[Records from a point labeling set]

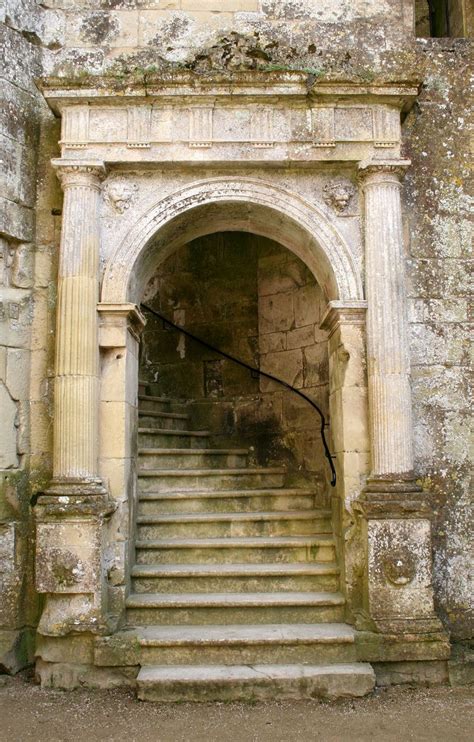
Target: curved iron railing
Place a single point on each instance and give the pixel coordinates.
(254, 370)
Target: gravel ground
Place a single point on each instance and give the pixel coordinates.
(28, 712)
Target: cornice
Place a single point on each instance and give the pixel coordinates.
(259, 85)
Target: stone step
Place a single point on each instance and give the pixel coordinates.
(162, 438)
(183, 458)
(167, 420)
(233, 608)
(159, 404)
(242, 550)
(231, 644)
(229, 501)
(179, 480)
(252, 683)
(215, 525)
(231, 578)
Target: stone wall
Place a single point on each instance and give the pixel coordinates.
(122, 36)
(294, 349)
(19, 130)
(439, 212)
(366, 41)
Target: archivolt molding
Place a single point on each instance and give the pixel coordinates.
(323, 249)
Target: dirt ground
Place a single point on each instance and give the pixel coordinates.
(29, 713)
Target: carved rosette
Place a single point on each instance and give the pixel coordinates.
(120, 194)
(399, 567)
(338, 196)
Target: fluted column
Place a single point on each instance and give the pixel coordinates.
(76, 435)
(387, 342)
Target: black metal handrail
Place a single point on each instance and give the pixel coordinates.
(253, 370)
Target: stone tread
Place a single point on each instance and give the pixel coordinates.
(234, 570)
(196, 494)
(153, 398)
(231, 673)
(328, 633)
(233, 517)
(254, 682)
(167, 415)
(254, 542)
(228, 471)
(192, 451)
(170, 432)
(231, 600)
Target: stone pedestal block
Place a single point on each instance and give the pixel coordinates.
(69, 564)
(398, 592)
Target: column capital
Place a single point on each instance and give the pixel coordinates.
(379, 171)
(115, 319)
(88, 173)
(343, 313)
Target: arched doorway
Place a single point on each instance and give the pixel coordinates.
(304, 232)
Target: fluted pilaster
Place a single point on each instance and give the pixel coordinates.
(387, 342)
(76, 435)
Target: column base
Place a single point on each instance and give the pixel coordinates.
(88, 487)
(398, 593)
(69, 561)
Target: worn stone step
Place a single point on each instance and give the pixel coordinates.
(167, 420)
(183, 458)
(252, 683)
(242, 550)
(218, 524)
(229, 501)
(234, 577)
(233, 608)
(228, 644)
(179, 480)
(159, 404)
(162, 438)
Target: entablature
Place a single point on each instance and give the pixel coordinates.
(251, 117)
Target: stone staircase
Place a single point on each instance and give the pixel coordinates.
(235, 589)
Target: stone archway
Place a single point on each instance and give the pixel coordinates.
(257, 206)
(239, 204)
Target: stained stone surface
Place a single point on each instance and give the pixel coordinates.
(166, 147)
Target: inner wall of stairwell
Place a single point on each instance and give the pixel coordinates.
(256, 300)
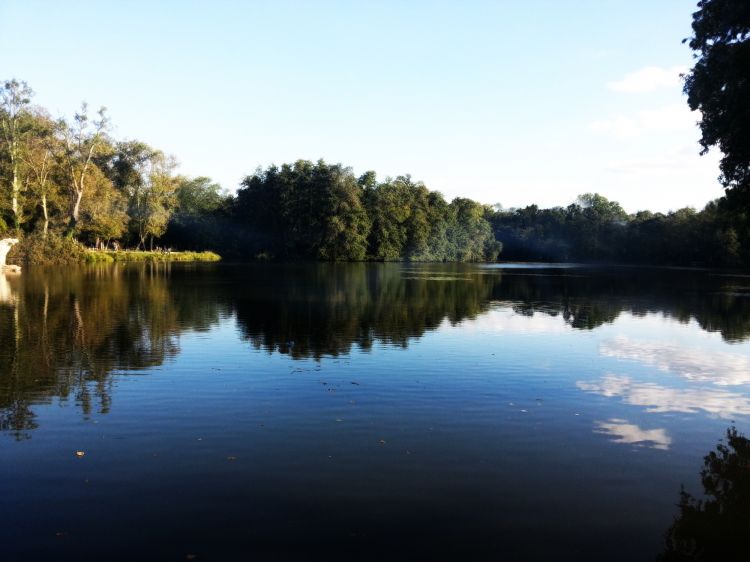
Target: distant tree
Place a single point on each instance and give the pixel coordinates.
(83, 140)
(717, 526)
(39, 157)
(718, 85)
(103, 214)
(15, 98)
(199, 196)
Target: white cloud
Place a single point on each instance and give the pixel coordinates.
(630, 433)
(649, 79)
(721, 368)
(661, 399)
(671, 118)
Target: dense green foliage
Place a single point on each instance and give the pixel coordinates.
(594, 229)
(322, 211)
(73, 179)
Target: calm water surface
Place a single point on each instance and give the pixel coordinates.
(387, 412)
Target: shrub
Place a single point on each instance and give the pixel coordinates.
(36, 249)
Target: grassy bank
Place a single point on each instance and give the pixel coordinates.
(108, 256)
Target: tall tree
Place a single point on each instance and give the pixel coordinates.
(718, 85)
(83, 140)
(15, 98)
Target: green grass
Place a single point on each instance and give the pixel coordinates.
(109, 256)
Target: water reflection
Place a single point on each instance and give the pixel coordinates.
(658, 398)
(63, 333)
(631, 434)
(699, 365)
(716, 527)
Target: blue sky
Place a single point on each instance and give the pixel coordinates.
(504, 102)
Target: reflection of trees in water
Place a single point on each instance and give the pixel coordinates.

* Goal of the exercise
Copy the listing word for word, excluding its pictures.

* Solution to this problem
Target: curved iron railing
Place a single point on each instance and give the pixel coordinates.
(254, 370)
Target: gravel ground
Place a single point on each instance and give the pixel coordinates.
(28, 712)
Target: cornice
Place a single point on each instance and give the pixel coordinates.
(259, 85)
Target: stone step
Place a single point on each instance and give the pixel coordinates.
(162, 438)
(183, 458)
(167, 420)
(233, 608)
(159, 404)
(242, 550)
(231, 644)
(229, 501)
(179, 480)
(252, 683)
(215, 525)
(231, 578)
Target: stone wall
Place a single point on each instance and give the pixel coordinates.
(122, 36)
(294, 349)
(19, 130)
(439, 212)
(366, 41)
Target: archivolt molding
Place a single point on each instance and give the pixel coordinates.
(323, 249)
Target: dirt ground
Place a single point on each instance and give the pixel coordinates.
(29, 713)
Target: carved rosette
Place a single point on each instance and give the pixel coordinates.
(120, 194)
(399, 567)
(338, 196)
Target: fluted column
Place a single point on each instance and give the pixel coordinates.
(76, 435)
(387, 342)
Target: black metal handrail
Place a single point on each instance and give the pixel coordinates.
(253, 370)
Target: stone tread
Place a single point on each instance and give the pixel coordinates.
(234, 570)
(196, 494)
(153, 398)
(231, 673)
(328, 633)
(233, 517)
(254, 682)
(167, 415)
(254, 542)
(228, 471)
(192, 451)
(170, 432)
(231, 600)
Target: stone pedestal block
Place a single point on each instance and give the pixel coordinates.
(69, 564)
(398, 592)
Target: column capital
Place a single point on each instance and give the pixel coordinates.
(379, 171)
(115, 319)
(88, 173)
(343, 313)
Target: arched doorway
Place a single point on each instance and give the pixel coordinates.
(304, 232)
Target: fluted pilaster
Place a single point on each instance and give the pixel coordinates.
(387, 342)
(76, 435)
Target: column base
Place a single point on each instance and give the pixel coordinates.
(88, 487)
(398, 593)
(69, 561)
Target: worn stone step
Place a single point on each instance and give the pixel coordinates.
(167, 420)
(183, 458)
(252, 683)
(242, 550)
(218, 524)
(229, 501)
(234, 577)
(233, 608)
(228, 644)
(179, 480)
(159, 404)
(162, 438)
Target: entablature
Place a single point on each instance and give the pixel coordinates.
(251, 117)
Target: stone staircase
Place a single point on each instance and give the pixel coordinates.
(235, 589)
Target: stone archway
Place a single point on each instance and give the pixel coordinates.
(257, 206)
(239, 204)
Target: stained stone surface
Place a single point on each instance and give the pixel coordinates.
(166, 147)
Target: inner wall of stairwell
Place a single point on each instance and give the pixel coordinates.
(256, 300)
Target: distant tree
Place a single point on each instance and give the pixel coordinates.
(83, 140)
(717, 526)
(39, 157)
(718, 85)
(103, 214)
(15, 98)
(199, 196)
Target: white cloud
Place a single point on each instance and give the pixel coordinates.
(630, 433)
(649, 79)
(721, 368)
(661, 399)
(671, 118)
Target: dense green foliage
Place a single point on each instance and give the pixel coordinates.
(594, 229)
(322, 211)
(73, 179)
Target: calm water surface
Place a single point on each instance and give the pixel coordinates.
(387, 412)
Target: shrub
Place a single point on each instance and give the pixel coordinates.
(36, 249)
Target: grassy bank
Place a single point on each instance and give the pixel coordinates.
(108, 256)
Target: tall tree
Place a single point on each instance and give the pixel coordinates.
(718, 85)
(83, 140)
(15, 98)
Target: green grass
Place a single point on each instance and give the pixel coordinates.
(109, 256)
Target: water reflection
Place a single point on each instance and give the pixel coordinates.
(658, 398)
(63, 333)
(631, 434)
(699, 365)
(716, 527)
Target: blue sky
Place a single point on each instance and give the pixel coordinates.
(504, 102)
Target: reflection of trees in water
Place a single point on each instance and give the pixel coordinates.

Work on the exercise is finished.